_Extrait du document_
>>>

Le Salut ! ce seul mot qui résume le catéchisme, n’éveille-t-il pas tout un monde disparu ? Ne faut-il pas se faire violence pour se mettre dans l’état d’esprit de tant de générations, persuadées que le drame de l’univers roulait sur cette alternative : sauvés ou damnés pour l’éternité ! […] et ceux-la mêmes qui s’efforcent d’y rester fidèles ne peuvent s’imaginer qu’ils y croient toujours, qu’à condition de n’y penser jamais1 ».
Ces mots de Ferdinand Buisson rappellent combien notre langage influence nos conceptions. En effet le Salut, qui devrait être une source d’espérance, devient une préoccupation si grande qu’il est une source d’angoisse.
Mais ce mot de Salut, s’il résonne comme une promesse pour une hypothétique vie qui viendrait après celle-ci, ne devrait pas être compris comme une récompense mais comme un mouvement.
Ce n’est pas un résultat mais un processus. En effet le mot de salut (Soteria, en grec), peut aussi se traduire par libération, l’action d’être libéré.

<<<

_Exercice proposé 1_
Dans le texte sur le Salut, par quel autre mot le grec Soteria peut-il aussi se traduire ?

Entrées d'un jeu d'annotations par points

>>>

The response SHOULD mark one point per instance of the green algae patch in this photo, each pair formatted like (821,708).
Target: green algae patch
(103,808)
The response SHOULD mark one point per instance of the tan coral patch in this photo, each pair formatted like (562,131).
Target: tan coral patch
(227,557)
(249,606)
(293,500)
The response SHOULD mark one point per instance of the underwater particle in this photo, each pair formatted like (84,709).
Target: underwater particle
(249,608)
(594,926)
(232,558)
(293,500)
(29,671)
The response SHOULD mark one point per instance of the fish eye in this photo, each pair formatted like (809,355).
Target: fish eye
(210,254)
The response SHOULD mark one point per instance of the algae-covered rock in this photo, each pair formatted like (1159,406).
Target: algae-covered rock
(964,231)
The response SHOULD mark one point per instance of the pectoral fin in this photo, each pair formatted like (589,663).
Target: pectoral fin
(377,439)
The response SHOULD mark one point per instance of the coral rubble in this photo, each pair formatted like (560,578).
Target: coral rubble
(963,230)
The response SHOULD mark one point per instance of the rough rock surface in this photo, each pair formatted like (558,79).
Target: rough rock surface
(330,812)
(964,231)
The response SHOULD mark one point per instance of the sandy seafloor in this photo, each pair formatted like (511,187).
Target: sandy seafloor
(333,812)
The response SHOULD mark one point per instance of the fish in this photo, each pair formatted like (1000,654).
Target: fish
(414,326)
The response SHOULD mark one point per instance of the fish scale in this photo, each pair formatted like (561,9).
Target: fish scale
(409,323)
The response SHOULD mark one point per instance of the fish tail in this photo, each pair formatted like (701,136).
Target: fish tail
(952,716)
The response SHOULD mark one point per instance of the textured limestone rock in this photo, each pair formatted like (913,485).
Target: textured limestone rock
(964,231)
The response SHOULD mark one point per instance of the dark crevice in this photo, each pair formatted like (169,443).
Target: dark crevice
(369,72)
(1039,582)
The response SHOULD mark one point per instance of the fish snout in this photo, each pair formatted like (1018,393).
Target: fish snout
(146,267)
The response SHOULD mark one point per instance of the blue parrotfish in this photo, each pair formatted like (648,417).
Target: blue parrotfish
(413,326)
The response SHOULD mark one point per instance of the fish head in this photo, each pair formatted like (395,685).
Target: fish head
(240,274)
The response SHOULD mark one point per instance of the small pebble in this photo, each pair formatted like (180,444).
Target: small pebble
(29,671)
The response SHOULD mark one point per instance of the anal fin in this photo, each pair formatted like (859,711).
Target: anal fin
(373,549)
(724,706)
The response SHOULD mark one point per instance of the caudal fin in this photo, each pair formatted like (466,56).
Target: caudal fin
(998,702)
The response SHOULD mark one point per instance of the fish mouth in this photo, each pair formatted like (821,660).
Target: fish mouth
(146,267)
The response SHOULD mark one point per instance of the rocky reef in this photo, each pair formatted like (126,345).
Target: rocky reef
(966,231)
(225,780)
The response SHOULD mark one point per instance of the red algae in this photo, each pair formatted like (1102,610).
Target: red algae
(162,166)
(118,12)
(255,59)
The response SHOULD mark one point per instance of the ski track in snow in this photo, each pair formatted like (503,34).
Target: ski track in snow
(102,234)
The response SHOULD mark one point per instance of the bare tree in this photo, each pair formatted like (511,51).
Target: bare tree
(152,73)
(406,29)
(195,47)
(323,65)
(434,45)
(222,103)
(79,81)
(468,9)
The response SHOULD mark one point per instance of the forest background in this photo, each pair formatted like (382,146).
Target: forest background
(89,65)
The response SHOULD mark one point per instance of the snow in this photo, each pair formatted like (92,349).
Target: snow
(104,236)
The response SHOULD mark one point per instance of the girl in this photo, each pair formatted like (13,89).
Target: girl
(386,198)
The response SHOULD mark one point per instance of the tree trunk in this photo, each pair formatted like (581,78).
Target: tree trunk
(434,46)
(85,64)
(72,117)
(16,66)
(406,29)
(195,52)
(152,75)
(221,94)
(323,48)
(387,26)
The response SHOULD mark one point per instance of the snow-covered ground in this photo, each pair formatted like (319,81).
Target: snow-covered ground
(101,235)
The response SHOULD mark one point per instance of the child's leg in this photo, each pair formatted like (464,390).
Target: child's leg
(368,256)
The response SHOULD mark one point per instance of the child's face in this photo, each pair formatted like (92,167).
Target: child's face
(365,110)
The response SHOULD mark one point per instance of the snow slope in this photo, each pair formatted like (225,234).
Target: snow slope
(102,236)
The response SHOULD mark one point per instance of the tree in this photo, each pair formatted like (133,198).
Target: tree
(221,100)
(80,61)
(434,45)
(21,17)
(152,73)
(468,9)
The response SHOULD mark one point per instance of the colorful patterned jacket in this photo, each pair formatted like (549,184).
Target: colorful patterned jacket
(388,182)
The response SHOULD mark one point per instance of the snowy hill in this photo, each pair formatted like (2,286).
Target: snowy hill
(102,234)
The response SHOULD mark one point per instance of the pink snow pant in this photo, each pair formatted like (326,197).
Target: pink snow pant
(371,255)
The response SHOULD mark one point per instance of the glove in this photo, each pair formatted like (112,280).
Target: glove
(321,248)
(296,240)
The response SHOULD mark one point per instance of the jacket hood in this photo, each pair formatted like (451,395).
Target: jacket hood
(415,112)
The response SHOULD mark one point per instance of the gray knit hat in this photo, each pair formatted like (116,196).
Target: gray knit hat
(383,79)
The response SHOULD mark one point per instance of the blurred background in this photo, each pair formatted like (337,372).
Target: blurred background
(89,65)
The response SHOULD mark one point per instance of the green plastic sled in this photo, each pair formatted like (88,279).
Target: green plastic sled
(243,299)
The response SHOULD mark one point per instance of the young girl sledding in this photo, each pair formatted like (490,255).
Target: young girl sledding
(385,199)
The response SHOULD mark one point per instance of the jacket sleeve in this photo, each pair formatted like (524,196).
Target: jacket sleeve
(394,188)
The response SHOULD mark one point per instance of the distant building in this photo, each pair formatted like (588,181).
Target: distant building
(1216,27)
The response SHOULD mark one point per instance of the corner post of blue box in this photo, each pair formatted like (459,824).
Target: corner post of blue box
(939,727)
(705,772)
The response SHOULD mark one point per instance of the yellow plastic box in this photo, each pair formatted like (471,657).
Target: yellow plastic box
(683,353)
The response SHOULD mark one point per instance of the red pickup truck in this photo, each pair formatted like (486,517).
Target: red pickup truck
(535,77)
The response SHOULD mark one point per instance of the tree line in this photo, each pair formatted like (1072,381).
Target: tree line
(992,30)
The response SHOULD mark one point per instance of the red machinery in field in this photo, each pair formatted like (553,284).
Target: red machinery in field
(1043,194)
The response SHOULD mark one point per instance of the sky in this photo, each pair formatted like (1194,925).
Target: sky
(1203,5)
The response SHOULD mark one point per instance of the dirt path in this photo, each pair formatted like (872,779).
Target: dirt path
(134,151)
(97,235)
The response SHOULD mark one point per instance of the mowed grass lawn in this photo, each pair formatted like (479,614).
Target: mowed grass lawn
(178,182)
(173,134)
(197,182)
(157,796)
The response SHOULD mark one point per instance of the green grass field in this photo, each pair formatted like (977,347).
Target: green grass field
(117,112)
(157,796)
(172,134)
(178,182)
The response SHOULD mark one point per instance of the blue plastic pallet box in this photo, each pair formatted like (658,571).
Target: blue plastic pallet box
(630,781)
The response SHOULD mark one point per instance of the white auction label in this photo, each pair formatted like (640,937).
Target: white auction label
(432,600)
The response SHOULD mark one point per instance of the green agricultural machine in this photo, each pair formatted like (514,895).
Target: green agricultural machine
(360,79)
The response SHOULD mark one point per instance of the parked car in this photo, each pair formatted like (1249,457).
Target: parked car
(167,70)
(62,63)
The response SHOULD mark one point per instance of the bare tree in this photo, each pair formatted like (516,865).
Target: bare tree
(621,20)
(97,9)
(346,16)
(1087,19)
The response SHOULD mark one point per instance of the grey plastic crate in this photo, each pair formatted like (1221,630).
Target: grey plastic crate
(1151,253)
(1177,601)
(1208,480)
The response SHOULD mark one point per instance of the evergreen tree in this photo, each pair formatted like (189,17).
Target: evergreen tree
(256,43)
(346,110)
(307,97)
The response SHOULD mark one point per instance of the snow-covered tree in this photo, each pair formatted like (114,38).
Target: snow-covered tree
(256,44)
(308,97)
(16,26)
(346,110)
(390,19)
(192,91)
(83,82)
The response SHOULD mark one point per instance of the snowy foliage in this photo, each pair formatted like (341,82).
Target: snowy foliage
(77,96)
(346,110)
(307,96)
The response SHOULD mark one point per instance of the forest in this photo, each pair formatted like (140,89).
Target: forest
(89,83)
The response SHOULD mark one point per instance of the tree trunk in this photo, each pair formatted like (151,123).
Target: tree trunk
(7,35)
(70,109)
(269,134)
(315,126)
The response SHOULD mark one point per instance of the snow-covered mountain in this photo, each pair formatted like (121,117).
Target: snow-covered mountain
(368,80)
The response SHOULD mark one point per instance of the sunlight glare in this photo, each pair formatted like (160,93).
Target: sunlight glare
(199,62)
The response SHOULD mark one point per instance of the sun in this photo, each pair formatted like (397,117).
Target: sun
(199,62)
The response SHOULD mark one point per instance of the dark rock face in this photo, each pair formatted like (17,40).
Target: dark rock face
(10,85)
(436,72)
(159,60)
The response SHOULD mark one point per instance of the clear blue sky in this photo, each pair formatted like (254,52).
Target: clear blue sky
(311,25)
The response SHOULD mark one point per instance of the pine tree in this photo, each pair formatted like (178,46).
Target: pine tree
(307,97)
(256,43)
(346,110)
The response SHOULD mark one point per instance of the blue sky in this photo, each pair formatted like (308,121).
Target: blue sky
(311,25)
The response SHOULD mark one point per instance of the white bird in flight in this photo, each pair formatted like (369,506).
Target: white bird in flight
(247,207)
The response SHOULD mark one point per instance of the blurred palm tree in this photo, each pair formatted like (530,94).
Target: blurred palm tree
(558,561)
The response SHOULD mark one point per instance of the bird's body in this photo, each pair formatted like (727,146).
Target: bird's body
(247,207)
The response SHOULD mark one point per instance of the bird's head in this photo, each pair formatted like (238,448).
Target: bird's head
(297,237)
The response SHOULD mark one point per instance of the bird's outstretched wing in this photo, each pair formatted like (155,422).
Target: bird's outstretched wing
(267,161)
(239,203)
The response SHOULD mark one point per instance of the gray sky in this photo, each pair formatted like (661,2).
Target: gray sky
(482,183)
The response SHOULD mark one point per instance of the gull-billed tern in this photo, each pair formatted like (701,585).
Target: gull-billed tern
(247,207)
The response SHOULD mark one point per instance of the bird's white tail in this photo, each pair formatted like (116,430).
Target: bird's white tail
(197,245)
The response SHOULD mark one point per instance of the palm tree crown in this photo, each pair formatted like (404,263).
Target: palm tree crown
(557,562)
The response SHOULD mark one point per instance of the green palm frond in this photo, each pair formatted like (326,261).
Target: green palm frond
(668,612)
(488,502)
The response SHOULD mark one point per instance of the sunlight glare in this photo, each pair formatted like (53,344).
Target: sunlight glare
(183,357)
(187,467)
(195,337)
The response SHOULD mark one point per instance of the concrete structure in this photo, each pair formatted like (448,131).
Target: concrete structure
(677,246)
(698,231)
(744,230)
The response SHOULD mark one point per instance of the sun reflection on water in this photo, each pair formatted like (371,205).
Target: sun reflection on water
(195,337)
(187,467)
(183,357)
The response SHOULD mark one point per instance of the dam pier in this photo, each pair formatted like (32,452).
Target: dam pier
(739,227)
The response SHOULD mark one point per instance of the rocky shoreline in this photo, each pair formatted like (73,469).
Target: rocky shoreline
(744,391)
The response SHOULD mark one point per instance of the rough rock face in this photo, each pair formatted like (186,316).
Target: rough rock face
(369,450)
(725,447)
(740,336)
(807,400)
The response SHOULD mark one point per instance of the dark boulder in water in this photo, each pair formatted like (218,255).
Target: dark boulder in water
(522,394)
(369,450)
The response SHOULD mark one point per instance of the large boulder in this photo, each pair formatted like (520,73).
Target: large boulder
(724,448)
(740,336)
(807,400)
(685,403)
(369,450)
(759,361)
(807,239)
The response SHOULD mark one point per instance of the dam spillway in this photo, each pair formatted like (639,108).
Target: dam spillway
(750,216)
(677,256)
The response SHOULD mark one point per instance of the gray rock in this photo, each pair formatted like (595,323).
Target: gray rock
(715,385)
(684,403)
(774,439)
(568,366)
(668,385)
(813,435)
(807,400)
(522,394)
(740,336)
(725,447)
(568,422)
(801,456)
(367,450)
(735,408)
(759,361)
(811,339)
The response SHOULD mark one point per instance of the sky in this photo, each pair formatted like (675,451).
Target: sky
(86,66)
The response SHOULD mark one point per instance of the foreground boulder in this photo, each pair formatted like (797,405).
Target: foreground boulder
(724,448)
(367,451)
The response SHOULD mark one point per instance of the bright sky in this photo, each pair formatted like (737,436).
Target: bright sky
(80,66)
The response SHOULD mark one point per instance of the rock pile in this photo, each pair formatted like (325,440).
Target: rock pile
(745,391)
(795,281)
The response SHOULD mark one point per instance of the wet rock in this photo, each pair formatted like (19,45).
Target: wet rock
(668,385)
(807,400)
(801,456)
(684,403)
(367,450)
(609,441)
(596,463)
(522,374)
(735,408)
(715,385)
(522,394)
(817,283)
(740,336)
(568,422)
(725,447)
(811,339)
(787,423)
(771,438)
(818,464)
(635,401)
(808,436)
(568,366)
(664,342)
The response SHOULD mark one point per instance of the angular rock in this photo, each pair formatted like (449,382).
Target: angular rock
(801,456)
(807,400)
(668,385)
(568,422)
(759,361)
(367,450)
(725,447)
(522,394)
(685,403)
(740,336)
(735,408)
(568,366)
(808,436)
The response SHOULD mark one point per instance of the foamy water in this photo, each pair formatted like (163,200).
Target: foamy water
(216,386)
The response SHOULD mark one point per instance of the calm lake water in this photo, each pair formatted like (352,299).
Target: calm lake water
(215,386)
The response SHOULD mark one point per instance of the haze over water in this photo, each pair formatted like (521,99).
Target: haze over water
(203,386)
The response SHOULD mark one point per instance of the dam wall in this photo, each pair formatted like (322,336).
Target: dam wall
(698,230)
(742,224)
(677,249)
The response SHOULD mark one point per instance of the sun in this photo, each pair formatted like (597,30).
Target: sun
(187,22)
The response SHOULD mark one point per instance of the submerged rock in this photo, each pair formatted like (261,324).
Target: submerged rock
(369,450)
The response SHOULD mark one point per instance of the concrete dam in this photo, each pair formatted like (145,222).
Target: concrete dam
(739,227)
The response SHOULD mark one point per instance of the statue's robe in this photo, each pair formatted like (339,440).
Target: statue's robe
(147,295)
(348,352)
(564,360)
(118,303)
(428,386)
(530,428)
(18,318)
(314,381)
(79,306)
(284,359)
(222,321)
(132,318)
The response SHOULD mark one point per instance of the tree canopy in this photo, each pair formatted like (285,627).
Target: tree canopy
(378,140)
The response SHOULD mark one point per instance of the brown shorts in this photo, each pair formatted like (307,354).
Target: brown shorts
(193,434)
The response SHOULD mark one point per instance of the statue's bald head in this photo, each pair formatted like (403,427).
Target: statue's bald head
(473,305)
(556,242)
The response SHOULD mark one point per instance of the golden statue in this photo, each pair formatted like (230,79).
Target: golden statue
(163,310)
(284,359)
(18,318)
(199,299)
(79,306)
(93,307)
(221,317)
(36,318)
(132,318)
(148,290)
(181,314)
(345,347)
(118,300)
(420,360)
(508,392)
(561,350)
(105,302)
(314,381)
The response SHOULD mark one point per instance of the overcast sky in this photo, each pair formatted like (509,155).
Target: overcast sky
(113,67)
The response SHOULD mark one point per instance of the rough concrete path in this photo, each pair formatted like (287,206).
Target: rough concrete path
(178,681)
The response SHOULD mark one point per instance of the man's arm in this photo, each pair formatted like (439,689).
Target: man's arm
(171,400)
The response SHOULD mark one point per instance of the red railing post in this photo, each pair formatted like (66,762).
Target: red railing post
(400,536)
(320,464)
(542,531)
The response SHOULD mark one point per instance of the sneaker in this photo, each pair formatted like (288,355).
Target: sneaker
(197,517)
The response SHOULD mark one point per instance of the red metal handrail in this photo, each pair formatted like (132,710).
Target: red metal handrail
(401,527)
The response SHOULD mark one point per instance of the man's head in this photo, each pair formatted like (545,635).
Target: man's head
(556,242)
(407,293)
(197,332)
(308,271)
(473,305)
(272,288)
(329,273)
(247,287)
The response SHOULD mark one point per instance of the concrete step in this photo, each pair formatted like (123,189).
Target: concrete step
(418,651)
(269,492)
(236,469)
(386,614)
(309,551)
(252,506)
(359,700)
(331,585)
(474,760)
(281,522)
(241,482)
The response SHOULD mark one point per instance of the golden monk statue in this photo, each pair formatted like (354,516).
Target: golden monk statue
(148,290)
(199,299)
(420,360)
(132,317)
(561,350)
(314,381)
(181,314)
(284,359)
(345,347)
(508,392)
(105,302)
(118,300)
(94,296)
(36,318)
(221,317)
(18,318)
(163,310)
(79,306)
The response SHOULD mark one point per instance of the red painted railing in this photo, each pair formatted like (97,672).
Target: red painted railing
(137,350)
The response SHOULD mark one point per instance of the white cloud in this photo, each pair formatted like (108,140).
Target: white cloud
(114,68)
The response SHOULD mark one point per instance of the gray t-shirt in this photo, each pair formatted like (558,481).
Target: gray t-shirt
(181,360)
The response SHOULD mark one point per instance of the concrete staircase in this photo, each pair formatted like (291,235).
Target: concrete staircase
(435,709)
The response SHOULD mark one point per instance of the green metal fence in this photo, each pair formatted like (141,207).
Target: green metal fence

<<<

_Exercice proposé 2_
Relevez chaque ligne des entrées qui contient le mot « young », en tenant compte de la casse.

_Réponse rédigée 1_
Par « libération », c'est-à-dire l'action d'être libéré.

_Réponse rédigée 2_
The response SHOULD mark one point per instance of the young girl sledding in this photo, each pair formatted like (490,255).
Target: young girl sledding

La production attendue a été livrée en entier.